■ Exercise text
# # # #

I understand that is the clinical term for what I went through, but really, would it be so hard to have one sheet where the wording is changed for those who have experienced a loss, those who have not made the choice to terminate?
I tried to voice my concerns to the nurses, not quite sure how it went. The anesthetic was definitely still strong and our conversation was punctuated by inappropriate anesthetic-induced giggling on my end. I hope she still understood and maybe, just maybe they will change it for the next time.
“Not Real”
Still waiting to hear on our D&C date right now, the wonders of a small town … should be in the next couple days, but they have to track down the anesthesiologist first. Essentially I am on call, waiting for the phone call. Not fun.
Had another ultrasound yesterday just to make sure. After meeting with the doctor she explained that it was actually a blighted ovum. In her attempt to make us feel better, she explained that meant the pregnancy was “not real”. I understand what she was trying to do, but I am not sure how it makes me feel. On one hand, relief … there is no baby to grieve. But on the other, I am still feeling such extreme loss - there was still a pregnancy of sorts, everything but the baby, and for 5 weeks we believed in Bug and the hope of a baby. To hear that Bug was just a sac is a relief and hard all at the same time.
Thank You
For all your kind words and thoughts. It honestly means so much. This weekend has been a bit of a painful blur as we are trying to deal with the reality of another baby lost. Especially in light of the fact that my body seems determined to continue to carry this little one … hard to tell yourself you aren’t pregnant when still dealing with a ton of symtoms.
We are heading to meet with the doctor this morning, hopefully to plan a D&C soon. I know it is bad, but I just want this to be over now.
Gone
It wasn’t good. There was no heartbeat.
We are devastated. Meeting with my doctor on Monday to schedule a D&C if things haven’t started on their own before then. Feeling numb right now.
Good bye Bug. We loved you.
Ultrasound
This will be brief. Tomorrow is my first ultrasound … thoughts and prayers would be much appreciated.
The last ultrasound we had was Hallowe’en of last year, and there were two healthy baby girls moving around the screen. It was also at that ultrasound that we heard the words TTTS for the first time. Two weeks later our girls were gone.
Needless to say, I am a little nervous about tomorrow.
Time …
… is a funny thing. One minute it rushes by like water through your fingers, the next it is like a brick wall, imobile and daunting in its solid determination not to shift.
Since November, I have felt as though time has stalled for me. While the world rushed around me, I was in a box, isolated in a world that refused to move. I have felt like an outsider, knowing in my head that time must be passing, but feeling as though time was mocking me, refusing to budge, laughing at my desire to have it pass.
Today I felt as though my box broke, and all of a sudden I realized that time had slipped through my fingers. Standing in line waiting for my morning coffee it hit me. If we hadn’t lost the girls, Avery and Sophie would be at least five months old. Such a simple thought, but such a profound result on me.
Time has passed. Although I have felt as though it stood still, somehow 10 months passed. At first I felt panicky at the thought. Somehow, letting time pass without a fight seemed like giving in, like I wasn’t honouring our girls. But yet, I know that isn’t true. They wouldn’t want me to dig my heels in and refuse to acknowledge time’s passing. They would want me to enjoy each minute, remembering them but knowing I must continue to move on. And so I will.

# # # #

■ Material provided
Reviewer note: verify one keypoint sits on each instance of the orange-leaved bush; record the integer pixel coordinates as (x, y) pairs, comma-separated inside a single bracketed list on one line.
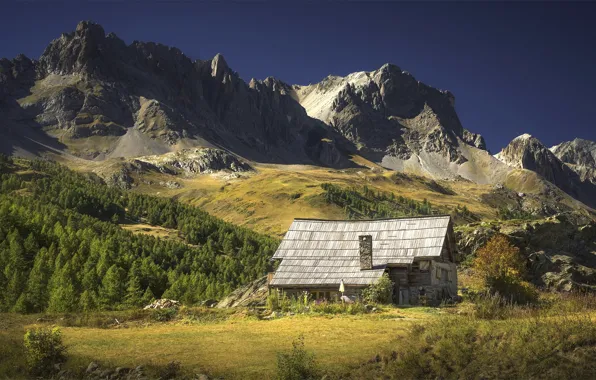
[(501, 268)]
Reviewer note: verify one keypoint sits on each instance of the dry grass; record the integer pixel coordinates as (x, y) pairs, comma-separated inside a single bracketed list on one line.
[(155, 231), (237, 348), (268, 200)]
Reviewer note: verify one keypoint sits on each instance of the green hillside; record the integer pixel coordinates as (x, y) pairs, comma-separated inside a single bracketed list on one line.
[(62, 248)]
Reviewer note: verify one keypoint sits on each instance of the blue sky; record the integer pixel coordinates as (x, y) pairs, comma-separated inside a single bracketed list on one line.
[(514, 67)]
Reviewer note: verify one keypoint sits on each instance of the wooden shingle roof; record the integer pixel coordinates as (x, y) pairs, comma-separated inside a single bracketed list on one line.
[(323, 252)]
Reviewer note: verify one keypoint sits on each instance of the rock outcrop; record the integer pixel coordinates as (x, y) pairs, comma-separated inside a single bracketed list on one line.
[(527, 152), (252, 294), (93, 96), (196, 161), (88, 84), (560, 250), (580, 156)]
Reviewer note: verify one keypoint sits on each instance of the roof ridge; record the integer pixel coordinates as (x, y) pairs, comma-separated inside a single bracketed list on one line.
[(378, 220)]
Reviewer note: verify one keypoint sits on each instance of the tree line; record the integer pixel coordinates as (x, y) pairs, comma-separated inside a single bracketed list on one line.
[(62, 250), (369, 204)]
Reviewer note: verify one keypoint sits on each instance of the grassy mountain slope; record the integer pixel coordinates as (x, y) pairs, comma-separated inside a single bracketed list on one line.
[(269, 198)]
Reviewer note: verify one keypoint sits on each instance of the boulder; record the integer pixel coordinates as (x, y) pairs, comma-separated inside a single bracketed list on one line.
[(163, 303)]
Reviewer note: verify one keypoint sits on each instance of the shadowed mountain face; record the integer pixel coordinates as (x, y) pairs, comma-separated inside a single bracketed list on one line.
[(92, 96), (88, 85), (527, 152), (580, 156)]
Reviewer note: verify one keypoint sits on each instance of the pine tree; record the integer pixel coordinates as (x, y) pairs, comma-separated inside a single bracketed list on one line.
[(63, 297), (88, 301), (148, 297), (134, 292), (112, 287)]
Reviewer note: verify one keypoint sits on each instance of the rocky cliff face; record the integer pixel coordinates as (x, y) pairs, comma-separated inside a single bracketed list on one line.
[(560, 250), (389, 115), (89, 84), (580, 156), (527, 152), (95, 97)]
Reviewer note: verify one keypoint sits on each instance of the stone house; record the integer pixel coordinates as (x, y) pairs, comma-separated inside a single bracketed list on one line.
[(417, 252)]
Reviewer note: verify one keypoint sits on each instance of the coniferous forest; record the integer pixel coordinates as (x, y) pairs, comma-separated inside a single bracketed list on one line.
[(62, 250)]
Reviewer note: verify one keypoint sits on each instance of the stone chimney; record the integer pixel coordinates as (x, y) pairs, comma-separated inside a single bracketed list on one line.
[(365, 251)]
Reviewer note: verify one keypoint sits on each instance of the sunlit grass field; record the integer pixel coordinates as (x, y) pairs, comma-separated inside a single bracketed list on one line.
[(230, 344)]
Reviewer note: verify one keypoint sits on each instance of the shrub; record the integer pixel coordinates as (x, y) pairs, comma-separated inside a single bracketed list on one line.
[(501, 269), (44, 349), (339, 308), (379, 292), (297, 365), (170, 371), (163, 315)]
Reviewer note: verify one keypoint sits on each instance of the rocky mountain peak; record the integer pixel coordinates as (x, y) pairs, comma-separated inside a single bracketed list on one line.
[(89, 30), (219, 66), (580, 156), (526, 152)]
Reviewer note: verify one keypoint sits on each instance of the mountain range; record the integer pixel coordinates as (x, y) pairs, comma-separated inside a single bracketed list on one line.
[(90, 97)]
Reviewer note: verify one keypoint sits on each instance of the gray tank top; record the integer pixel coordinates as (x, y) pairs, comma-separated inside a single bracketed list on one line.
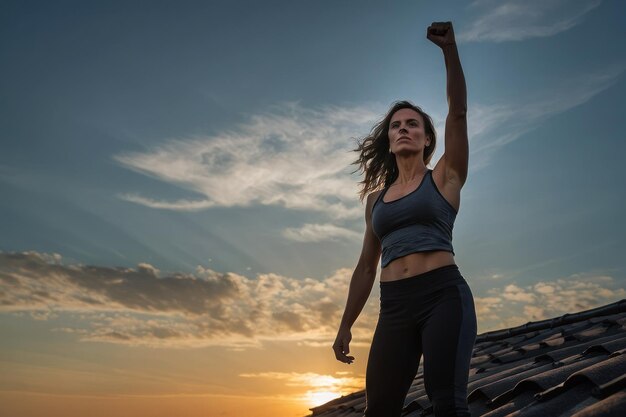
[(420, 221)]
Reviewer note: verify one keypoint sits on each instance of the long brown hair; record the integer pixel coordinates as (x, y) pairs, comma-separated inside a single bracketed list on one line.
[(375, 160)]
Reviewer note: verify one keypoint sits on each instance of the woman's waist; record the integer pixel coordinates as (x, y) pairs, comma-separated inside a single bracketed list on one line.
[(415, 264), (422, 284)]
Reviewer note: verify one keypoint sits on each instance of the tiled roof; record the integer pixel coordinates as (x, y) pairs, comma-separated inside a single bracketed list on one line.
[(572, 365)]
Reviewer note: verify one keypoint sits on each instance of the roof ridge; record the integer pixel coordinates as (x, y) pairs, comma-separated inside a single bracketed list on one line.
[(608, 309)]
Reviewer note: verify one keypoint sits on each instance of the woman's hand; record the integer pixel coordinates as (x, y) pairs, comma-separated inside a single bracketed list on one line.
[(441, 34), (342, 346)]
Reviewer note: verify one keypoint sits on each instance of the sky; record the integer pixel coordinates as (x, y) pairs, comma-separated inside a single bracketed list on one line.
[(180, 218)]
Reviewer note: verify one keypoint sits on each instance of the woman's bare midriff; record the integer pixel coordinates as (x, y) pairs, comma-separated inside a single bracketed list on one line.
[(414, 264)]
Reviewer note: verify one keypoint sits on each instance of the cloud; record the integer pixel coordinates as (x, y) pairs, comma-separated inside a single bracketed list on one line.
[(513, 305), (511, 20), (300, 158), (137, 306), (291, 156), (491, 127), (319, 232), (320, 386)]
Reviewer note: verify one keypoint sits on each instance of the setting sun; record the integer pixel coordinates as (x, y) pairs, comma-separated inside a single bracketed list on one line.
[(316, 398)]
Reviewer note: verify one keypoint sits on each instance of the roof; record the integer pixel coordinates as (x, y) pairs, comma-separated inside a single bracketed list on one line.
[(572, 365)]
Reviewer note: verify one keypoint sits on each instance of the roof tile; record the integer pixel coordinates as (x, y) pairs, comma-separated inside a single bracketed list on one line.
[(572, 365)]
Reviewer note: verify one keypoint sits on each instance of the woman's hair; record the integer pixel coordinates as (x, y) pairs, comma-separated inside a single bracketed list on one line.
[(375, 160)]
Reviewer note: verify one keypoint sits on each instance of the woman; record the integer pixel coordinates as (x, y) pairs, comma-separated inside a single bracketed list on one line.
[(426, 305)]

# # # #

■ Directions
Render this sentence from the blog text in Spanish: "Since November, I have felt as though time has stalled for me."

■ Result for this exercise
Desde noviembre, he sentido como si el tiempo se hubiera detenido para mí.